[Saved entries]
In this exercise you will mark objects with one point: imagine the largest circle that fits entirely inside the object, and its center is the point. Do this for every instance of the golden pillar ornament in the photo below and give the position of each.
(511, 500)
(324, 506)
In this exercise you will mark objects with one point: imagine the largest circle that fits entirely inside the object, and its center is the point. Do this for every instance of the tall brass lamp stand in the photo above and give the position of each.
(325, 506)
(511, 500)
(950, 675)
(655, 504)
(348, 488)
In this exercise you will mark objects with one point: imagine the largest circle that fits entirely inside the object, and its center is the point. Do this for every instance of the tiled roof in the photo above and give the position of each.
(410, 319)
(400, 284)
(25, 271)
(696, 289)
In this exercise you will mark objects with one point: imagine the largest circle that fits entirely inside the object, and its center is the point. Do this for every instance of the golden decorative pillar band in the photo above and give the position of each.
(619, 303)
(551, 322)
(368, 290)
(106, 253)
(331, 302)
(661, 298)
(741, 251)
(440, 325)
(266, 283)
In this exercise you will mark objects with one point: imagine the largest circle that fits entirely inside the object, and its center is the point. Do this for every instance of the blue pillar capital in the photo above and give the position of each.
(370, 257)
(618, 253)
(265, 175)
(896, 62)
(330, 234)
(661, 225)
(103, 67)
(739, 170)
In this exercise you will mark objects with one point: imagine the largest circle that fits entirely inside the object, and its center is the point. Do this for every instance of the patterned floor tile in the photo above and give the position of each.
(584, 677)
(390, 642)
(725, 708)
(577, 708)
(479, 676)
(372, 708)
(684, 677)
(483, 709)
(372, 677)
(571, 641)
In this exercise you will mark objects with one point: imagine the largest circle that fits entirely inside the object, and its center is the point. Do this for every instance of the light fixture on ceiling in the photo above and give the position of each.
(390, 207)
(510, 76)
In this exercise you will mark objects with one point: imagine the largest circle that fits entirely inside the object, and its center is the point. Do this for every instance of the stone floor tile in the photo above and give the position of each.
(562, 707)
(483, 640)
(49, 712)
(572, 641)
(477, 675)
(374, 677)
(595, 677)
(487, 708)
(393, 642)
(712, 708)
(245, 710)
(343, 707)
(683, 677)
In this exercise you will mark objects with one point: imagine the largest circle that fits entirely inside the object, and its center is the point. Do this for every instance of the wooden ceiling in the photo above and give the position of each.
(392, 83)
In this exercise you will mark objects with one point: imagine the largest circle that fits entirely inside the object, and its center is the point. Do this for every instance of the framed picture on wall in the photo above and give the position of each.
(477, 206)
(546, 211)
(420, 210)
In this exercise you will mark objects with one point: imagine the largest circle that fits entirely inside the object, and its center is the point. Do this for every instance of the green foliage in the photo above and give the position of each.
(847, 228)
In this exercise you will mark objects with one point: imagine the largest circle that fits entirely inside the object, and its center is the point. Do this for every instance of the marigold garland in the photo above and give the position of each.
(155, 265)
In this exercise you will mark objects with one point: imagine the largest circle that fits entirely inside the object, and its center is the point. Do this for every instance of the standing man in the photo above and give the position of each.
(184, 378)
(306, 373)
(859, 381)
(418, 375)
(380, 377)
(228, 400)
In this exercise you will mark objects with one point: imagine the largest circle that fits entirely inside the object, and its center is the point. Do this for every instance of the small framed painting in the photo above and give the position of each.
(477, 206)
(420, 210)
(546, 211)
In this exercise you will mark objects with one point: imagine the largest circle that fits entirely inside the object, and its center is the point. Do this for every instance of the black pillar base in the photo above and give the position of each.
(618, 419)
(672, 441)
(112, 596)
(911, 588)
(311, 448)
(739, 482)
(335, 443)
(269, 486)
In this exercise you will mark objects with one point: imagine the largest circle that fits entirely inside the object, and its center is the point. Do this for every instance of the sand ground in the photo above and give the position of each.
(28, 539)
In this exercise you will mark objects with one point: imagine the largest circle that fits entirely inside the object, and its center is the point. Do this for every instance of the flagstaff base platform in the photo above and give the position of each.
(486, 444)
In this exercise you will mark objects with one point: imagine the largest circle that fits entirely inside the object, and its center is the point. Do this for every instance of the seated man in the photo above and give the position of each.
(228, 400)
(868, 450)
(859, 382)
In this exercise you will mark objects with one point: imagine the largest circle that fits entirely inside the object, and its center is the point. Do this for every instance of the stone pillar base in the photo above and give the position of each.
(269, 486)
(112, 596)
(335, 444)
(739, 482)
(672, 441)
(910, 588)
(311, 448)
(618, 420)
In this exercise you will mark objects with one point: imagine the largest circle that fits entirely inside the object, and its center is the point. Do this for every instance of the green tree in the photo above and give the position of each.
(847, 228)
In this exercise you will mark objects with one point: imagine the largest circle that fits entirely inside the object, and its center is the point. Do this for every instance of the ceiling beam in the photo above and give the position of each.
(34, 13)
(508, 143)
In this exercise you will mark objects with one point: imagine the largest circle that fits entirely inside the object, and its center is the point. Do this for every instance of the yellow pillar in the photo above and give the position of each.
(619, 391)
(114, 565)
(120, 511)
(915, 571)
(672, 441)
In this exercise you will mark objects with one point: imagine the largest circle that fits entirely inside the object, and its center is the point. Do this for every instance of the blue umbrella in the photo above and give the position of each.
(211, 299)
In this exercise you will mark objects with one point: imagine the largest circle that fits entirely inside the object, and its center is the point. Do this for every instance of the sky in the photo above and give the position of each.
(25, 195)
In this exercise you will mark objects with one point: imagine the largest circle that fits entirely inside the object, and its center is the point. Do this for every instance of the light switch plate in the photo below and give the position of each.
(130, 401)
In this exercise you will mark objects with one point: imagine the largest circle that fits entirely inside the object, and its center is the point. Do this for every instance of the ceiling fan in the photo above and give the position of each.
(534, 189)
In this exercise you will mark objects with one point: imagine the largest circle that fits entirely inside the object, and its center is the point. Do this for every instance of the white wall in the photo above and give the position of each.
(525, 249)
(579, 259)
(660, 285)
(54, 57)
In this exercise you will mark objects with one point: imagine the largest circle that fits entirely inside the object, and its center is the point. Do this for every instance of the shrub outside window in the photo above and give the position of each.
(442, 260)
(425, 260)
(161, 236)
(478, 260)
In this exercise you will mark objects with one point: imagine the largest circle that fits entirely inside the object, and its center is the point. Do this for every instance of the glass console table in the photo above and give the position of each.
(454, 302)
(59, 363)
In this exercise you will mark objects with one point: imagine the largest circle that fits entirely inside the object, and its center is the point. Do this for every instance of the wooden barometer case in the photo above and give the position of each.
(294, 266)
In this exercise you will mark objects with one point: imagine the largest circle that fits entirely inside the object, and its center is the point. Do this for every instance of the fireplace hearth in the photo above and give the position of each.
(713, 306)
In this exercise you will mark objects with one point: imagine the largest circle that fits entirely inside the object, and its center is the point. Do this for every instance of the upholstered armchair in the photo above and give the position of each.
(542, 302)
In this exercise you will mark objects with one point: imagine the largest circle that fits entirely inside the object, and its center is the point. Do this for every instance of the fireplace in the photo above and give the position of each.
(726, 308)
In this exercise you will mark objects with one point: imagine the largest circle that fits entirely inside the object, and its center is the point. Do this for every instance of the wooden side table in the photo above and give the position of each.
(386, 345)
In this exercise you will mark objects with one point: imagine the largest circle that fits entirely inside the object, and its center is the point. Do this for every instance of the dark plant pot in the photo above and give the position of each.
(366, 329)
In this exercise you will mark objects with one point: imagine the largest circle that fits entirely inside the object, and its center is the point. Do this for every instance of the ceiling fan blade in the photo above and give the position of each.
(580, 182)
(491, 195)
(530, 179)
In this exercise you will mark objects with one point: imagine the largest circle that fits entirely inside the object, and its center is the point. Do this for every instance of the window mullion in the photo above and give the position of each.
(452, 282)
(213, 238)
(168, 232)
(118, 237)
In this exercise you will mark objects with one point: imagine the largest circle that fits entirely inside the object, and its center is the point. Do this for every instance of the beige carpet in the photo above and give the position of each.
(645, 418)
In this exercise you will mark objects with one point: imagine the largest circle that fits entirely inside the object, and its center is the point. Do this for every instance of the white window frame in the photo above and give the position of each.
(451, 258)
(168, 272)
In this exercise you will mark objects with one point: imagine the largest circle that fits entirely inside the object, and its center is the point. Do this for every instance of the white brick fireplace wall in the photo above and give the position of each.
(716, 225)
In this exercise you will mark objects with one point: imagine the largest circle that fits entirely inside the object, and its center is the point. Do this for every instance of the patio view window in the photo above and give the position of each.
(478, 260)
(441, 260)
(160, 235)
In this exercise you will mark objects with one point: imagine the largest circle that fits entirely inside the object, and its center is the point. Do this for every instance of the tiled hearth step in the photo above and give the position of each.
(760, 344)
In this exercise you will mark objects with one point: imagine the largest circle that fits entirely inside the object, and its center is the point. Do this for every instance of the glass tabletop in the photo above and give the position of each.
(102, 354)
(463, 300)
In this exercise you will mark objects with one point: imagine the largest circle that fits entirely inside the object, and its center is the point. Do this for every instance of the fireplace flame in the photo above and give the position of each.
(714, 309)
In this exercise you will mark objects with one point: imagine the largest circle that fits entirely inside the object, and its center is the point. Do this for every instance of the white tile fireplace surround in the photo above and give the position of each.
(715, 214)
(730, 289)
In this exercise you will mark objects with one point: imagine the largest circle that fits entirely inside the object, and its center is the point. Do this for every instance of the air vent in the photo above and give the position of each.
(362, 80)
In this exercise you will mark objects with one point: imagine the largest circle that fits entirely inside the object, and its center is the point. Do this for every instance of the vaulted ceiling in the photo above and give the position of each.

Instructions to follow:
Starting at the line that contains "the air vent", retype each line through the end of the listing above and nothing else.

Correct answer:
In this exercise you will mark objects with one point: imagine the largest circle that fits entirely inside the object, and its center is the point. Do this for every instance of the air vent in the photo above and give the position of each.
(362, 80)
In this exercise you will mark objects with one point: imagine the largest circle that fits entirely inside the object, and its center is the point. Do this for every instance of the vaulted ceiling in the photo above and give the position of each.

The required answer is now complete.